== EXERCISE AIM ==
Count the lines in the records below that contain the string "white", treating uppercase and lowercase as different, and reply with only that number.

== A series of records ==
## Begin
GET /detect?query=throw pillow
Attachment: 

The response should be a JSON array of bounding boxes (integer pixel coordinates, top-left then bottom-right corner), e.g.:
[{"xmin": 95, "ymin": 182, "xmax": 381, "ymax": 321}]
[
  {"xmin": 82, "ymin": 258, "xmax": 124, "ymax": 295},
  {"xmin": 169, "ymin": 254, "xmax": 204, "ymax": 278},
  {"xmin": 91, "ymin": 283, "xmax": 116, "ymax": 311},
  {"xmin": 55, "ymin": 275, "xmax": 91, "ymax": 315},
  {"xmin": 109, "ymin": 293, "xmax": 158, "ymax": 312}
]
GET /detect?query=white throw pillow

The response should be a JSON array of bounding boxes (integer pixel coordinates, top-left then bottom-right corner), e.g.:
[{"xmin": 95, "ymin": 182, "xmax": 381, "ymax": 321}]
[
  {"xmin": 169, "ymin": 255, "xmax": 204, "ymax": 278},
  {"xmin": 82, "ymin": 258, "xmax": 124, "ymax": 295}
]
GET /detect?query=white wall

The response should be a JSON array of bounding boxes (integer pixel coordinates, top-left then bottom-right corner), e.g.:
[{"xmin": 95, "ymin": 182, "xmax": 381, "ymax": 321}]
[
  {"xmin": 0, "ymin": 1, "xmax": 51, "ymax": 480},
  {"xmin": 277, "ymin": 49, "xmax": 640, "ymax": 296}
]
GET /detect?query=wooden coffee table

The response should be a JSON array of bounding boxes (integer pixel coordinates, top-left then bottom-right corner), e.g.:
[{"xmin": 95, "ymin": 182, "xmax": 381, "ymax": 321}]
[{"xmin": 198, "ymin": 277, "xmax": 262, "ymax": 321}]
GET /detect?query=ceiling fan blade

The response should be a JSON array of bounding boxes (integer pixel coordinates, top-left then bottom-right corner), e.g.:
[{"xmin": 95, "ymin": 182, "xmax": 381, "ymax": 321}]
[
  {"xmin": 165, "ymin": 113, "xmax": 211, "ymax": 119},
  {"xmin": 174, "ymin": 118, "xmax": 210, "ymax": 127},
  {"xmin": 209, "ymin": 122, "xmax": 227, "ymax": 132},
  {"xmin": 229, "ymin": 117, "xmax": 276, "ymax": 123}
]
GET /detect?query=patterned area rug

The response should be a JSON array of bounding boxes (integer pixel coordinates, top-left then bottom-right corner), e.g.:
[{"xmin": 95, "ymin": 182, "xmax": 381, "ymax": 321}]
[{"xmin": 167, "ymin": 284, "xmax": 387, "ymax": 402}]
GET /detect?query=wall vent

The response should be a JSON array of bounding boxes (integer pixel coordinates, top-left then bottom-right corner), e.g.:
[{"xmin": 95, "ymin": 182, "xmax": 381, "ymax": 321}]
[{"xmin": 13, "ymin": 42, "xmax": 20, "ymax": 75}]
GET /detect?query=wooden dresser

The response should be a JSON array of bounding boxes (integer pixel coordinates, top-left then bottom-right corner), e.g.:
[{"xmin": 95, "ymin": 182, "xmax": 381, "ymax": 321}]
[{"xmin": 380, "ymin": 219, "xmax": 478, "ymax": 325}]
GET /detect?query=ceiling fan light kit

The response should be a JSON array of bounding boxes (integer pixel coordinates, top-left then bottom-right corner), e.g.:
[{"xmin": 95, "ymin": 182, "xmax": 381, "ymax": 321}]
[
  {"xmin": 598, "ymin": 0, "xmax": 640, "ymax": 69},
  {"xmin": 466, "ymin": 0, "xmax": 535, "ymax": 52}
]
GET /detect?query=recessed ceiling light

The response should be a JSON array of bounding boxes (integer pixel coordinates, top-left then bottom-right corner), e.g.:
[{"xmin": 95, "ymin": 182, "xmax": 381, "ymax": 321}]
## End
== WRITTEN RESPONSE ==
2